- **Short problem**:
Continue the passage on U.S. students' 2007 TIMSS mathematics results, starting after its final sentence.

- **Text excerpt**:

In 2007, there were higher percentages of U.S. fourth-graders performing at or above each of the four TIMSS international benchmarks than the international medians2 of the percentages performing at each level. For example, 10 percent of U.S. fourth-graders performed at or above the advanced benchmark (625) compared to the international median of 5 percent. These students demonstrated an ability to apply their understanding and knowledge to a variety of relatively complex mathematical situations and explain their reasoning.

Similar to their fourth-grade counterparts, there were higher percentages of U.S. eighth-graders performing at or above each of the four TIMSS international benchmarks than the international medians of the percentage performing at each level. For example, 6 percent of U.S. eighth-graders performed at or above the advanced benchmark (625) compared to the international median of 2 percent. These students demonstrated an ability to organize and draw conclusions from information, make generalizations, and solve nonroutine problems.

Differences in mathematics performance by selected student characteristics

Scores of lower and higher performing students

In 2007, the highest-performing U.S. fourth-graders (those performing at or above the 90th percentile) scored 625 or higher in mathematics. This was higher than the 90th percentile scores for fourth-graders in 23 countries and lower than the 90th percentile score for students in 7 countries: Singapore, Hong Kong SAR, Japan, Chinese Taipei, Kazakhstan, England, and the Russian Federation. The lowest-performing U.S. fourth-graders (those performing at or below the 10th percentile) scored 430 or lower in mathematics. This was higher than the 10th percentile score in 23 countries and lower than the 10th percentile score in 6 countries: Singapore, Hong Kong SAR, Japan, Chinese Taipei, Latvia, and the Netherlands.

A comparison of 1995, when TIMSS was first administered, and 2007 shows no measurable change in the mathematics cutpoint score at the 90th percentile for U.S. fourth graders, the point marking the top 10 percent of students. However, a comparison of data from 2003 and 2007 shows there was an increase in the 90th percentile score: from 614 to 625. The lowest-performing U.S. fourth graders’ showed improvement in mathematics between 1995 and 2007 and between 2003 and 2007.

At grade eight, the highest-performing U.S. students in mathematics scored 607 or higher in 2007. The U.S. 90th percentile score was higher than that of 34 countries and lower than the 90th percentile score in 6 countries: Chinese Taipei, Korea, Singapore, Hong Kong SAR, Japan, and Hungary. The lowest-performing U.S. eighth-graders scored 408 or less. The 10th percentile score for U.S. eighth-graders in mathematics was higher than the 10th percentile score in 34 countries and lower than the 10th percentile score in 4 countries: Chinese Taipei, Korea, Singapore, and Japan.

- **Data shown**:
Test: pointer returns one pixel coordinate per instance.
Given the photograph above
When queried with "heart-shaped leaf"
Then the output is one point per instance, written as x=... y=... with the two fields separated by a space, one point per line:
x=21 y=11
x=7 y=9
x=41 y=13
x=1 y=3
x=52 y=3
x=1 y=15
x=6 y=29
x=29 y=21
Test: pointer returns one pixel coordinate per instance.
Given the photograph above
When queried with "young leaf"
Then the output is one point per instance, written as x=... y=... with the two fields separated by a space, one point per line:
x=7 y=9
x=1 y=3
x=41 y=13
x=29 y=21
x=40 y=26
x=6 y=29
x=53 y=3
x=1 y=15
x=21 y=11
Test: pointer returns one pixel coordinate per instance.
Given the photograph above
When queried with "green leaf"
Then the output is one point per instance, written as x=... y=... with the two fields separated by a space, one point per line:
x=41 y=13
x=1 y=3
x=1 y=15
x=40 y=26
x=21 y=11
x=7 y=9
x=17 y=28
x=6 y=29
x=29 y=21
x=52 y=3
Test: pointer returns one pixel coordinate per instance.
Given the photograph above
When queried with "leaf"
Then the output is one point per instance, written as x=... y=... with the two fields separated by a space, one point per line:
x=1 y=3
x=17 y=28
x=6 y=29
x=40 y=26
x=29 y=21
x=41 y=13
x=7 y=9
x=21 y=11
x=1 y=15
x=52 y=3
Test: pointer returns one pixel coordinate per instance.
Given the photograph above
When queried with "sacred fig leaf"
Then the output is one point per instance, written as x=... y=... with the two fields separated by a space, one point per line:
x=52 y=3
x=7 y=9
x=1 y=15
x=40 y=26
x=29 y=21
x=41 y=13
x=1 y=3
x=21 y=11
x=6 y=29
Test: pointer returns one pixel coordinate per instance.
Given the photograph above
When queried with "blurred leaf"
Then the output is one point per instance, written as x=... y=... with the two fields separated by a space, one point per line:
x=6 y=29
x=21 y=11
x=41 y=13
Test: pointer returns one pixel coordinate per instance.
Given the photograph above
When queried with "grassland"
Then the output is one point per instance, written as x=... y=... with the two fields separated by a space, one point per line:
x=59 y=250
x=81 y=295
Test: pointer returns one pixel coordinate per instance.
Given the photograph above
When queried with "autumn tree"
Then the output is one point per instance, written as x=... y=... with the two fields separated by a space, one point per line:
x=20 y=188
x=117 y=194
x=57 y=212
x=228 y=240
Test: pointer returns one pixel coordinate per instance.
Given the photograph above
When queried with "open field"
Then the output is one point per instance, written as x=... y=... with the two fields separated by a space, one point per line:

- **Result for this task**:
Comparing the scores in 2007 to those in 1995, both the 90th and 10th percentile U.S. eighth-grade mathematics scores were higher. Though the U.S. 90th percentile score has been relatively stable over the last three administrations of TIMSS (1999, 2003, and 2007), the 2007 U.S. score of 607 was higher than the 1995 score of 594, showing improvement among top students. The 10th percentile score for U.S. eighth-graders was higher in 2007 than in 1995 and 1999.

Performance by sex

In 2007 in the United States, fourth-grade males outperformed females by 6 score points on average in mathematics. In the 35 other countries participating at grade four, 20 showed a significant difference in the average mathematics scores of males and females: 12 in favor of males and 8 in favor of females. The difference in average scores between males and females ranged from 37 score points in Kuwait (in favor of females) to 17 score points in Colombia (in favor of males).

At grade eight, there was no measurable difference in the average mathematics scores of U.S. males and females in 2007. Among the 47 other countries participating in TIMSS at grade eight, 24 showed a difference in the average mathematics scores of males and females: 8 in favor of males and 16 in favor of females. The difference in average scores between males and females ranged from 54 score points in Oman (in favor of females) to 32 score points in Colombia (in favor of males).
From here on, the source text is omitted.